TASK ::
Give only the number of lines in the data below that contain the string "instance". Case counts.

--- START OF MATERIAL SUPPLIED ---

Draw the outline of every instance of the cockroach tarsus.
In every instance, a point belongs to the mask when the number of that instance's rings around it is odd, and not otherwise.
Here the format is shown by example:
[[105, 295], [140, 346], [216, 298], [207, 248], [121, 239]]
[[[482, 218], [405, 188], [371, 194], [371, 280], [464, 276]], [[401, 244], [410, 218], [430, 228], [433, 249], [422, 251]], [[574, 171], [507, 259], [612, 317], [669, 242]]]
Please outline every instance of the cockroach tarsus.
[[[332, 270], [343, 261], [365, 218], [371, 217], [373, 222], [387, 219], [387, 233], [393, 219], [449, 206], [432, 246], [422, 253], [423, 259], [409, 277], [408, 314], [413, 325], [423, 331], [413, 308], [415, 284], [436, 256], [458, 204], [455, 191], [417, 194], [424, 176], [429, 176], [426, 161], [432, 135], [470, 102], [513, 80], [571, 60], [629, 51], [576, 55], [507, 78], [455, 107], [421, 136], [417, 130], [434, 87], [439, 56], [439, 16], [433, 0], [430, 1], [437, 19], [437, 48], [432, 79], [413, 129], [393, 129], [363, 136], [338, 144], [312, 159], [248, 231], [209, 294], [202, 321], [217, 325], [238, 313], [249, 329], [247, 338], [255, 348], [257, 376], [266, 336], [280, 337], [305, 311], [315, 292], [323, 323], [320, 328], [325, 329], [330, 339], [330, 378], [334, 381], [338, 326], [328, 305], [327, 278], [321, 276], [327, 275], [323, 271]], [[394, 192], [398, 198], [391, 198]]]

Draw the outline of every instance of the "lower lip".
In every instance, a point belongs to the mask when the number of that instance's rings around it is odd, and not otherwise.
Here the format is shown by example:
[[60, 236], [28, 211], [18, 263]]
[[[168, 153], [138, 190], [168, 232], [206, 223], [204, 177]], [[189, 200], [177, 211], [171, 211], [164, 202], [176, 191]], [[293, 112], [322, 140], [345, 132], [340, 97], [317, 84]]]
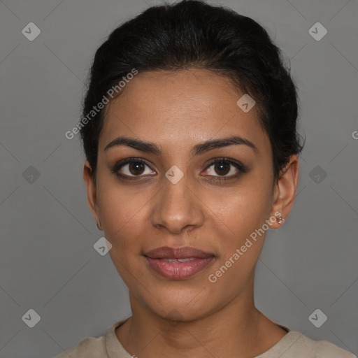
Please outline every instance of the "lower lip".
[[166, 278], [171, 280], [184, 280], [194, 276], [203, 270], [214, 257], [196, 258], [186, 262], [169, 262], [163, 259], [151, 259], [145, 257], [149, 266], [156, 272]]

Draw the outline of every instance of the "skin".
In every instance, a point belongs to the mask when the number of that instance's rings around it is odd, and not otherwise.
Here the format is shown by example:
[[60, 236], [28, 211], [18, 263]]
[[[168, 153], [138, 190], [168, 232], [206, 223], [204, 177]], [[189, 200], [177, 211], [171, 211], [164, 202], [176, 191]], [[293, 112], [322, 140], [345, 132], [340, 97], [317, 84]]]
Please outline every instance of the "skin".
[[[92, 215], [113, 245], [110, 257], [129, 291], [132, 316], [115, 334], [139, 358], [248, 358], [287, 334], [254, 303], [255, 268], [264, 235], [215, 283], [208, 279], [275, 212], [287, 217], [297, 188], [296, 155], [273, 179], [268, 136], [255, 107], [244, 113], [237, 106], [243, 94], [229, 79], [208, 70], [152, 71], [138, 73], [106, 108], [96, 182], [87, 162], [83, 177]], [[257, 150], [241, 144], [190, 155], [196, 144], [233, 135]], [[154, 143], [162, 152], [124, 145], [104, 150], [120, 136]], [[131, 157], [145, 159], [148, 166], [136, 172], [127, 164], [120, 172], [146, 180], [126, 180], [111, 171]], [[239, 173], [229, 164], [215, 171], [210, 162], [221, 157], [240, 161], [248, 171], [215, 182]], [[184, 173], [176, 184], [165, 176], [173, 165]], [[280, 226], [275, 221], [270, 228]], [[193, 246], [215, 258], [193, 277], [169, 280], [142, 255], [162, 246]]]

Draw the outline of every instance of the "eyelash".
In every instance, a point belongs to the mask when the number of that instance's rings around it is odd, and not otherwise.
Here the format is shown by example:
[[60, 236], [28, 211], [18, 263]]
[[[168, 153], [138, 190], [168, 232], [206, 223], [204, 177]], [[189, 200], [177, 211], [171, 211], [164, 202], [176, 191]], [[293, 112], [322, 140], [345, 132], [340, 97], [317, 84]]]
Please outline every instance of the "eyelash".
[[[126, 164], [130, 164], [130, 163], [143, 163], [143, 164], [145, 164], [147, 166], [148, 166], [151, 170], [152, 170], [150, 166], [148, 165], [147, 162], [144, 159], [142, 159], [141, 158], [127, 158], [125, 159], [121, 160], [115, 164], [115, 165], [112, 169], [111, 171], [112, 173], [116, 174], [118, 177], [120, 177], [121, 178], [123, 178], [124, 180], [145, 180], [145, 178], [143, 178], [141, 177], [141, 176], [127, 176], [127, 174], [120, 174], [119, 172], [120, 169], [122, 169], [122, 166], [124, 166]], [[213, 165], [215, 165], [216, 164], [231, 164], [234, 166], [236, 169], [238, 169], [238, 173], [236, 174], [230, 176], [229, 177], [224, 177], [224, 176], [208, 176], [209, 177], [213, 177], [210, 180], [213, 181], [222, 181], [222, 180], [229, 180], [231, 179], [235, 179], [238, 178], [241, 174], [248, 173], [248, 170], [245, 166], [244, 166], [242, 163], [240, 162], [236, 162], [233, 159], [231, 159], [229, 158], [225, 158], [225, 157], [220, 157], [220, 158], [216, 158], [213, 162], [211, 162], [208, 166], [206, 166], [205, 170], [207, 170], [208, 168], [212, 166]]]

--- END OF MATERIAL SUPPLIED ---

COMPLETE ANSWER ::
12